EXERCISE PASSAGE:
========================================
The pathogenesis of brain abscess is largely comprehended in terms of the route of pathogen dissemination to the brain. One route is local; trauma or infection of adjacent structures (eg venous sinuses of the brain, paranasal sinuses) can lead to brain infection by direct invasion of contiguous anatomical layers [10]. An additional route is systemic; infected thrombi in the systemic arterial circulation (e.g. left-sided endocarditis) or having direct access to the systemic circulation (eg PAVMs) directly embolize the brain [6, 10]. However, a fraction of brain abscesses are poorly explained by the above, occuring in patients with infectious sites lacking direct access to the systemic circulation (eg right endocarditis, septic thrombophlebitis, odontogenic or intraabdominal abscess). A PFO may precipitate the development of brain abscess in these cases [11].
========================================
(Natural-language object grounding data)

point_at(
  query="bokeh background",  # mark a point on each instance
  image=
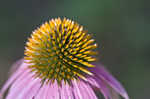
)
(121, 28)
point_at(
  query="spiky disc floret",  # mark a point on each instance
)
(60, 50)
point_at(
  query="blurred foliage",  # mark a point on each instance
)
(121, 28)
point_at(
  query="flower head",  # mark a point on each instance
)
(58, 65)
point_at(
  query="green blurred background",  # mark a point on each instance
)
(121, 28)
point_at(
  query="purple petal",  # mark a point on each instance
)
(66, 91)
(82, 90)
(102, 73)
(11, 79)
(98, 83)
(53, 91)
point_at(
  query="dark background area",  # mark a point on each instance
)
(121, 28)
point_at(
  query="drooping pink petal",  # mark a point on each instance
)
(101, 86)
(34, 83)
(53, 92)
(86, 88)
(66, 91)
(82, 90)
(12, 78)
(102, 73)
(19, 84)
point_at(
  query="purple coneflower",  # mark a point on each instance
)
(58, 65)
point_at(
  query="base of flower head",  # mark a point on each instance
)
(23, 85)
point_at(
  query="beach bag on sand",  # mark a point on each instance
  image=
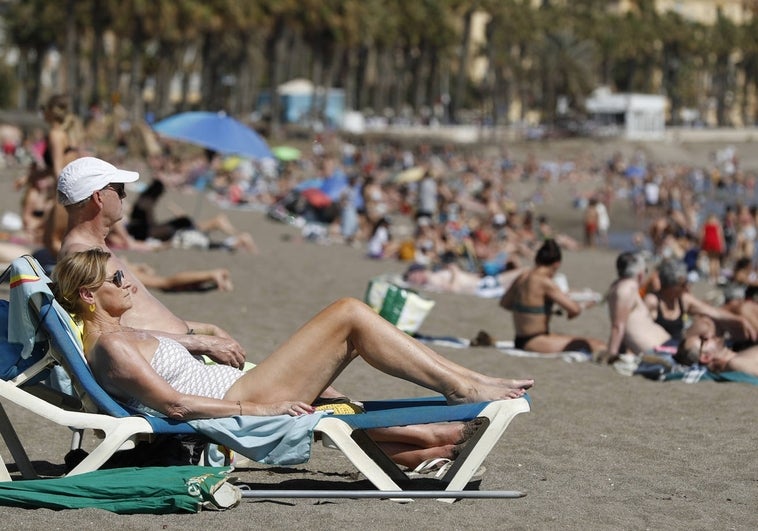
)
(402, 307)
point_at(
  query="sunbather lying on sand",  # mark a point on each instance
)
(453, 279)
(714, 354)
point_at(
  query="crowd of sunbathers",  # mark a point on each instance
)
(455, 218)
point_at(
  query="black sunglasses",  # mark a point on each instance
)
(117, 279)
(118, 188)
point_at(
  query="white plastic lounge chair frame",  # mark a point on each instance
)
(122, 428)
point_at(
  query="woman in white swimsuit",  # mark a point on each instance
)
(154, 371)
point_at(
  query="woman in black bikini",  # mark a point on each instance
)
(673, 306)
(531, 298)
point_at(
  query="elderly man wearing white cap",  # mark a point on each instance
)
(92, 191)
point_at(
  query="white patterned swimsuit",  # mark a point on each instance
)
(188, 373)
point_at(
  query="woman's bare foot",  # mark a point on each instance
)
(480, 392)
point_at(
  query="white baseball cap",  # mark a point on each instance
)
(85, 176)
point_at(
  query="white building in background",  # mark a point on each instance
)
(636, 116)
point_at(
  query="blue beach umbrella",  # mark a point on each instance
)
(215, 131)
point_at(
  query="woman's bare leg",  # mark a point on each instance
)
(320, 350)
(411, 456)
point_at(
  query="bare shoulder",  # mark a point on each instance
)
(124, 342)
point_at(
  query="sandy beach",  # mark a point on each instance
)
(598, 450)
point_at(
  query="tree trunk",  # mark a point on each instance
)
(134, 95)
(462, 74)
(70, 84)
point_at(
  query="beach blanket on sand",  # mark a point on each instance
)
(662, 367)
(505, 347)
(700, 374)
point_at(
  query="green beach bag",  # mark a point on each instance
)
(402, 307)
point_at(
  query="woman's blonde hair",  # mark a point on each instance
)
(85, 269)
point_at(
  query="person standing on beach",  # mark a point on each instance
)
========================================
WORK TO COMPLETE:
a) In the passage on brain abscess pathogenesis, reproduce the part starting with "The pathogenesis of" and going on through "these cases [11].".
b) According to the passage on brain abscess pathogenesis, what may precipitate the development of brain abscess in patients whose infectious sites lack direct access to the systemic circulation?
c) Rewrite the paragraph of the brain abscess pathogenesis passage that begins "The pathogenesis of brain abscess" as a short list, keeping its main facts.

EXPECTED RESULTS:
a)
The pathogenesis of brain abscess is largely comprehended in terms of the route of pathogen dissemination to the brain. One route is local; trauma or infection of adjacent structures (eg venous sinuses of the brain, paranasal sinuses) can lead to brain infection by direct invasion of contiguous anatomical layers [10]. An additional route is systemic; infected thrombi in the systemic arterial circulation (e.g. left-sided endocarditis) or having direct access to the systemic circulation (eg PAVMs) directly embolize the brain [6, 10]. However, a fraction of brain abscesses are poorly explained by the above, occuring in patients with infectious sites lacking direct access to the systemic circulation (eg right endocarditis, septic thrombophlebitis, odontogenic or intraabdominal abscess). A PFO may precipitate the development of brain abscess in these cases [11].

b) A PFO.

c)
- Brain abscess pathogenesis is largely understood through the route by which pathogens reach the brain.
- Local route: trauma or infection of adjacent structures (e.g., venous sinuses of the brain, paranasal sinuses) leads to brain infection by direct invasion of contiguous anatomical layers.
- Systemic route: infected thrombi in the systemic arterial circulation (e.g., left-sided endocarditis) or with direct access to it (e.g., PAVMs) embolize directly to the brain.
- Some brain abscesses are poorly explained by these routes. They occur in patients whose infectious sites lack direct access to the systemic circulation (e.g., right endocarditis, septic thrombophlebitis, odontogenic or intraabdominal abscess).
- In these cases, a PFO may precipitate brain abscess development.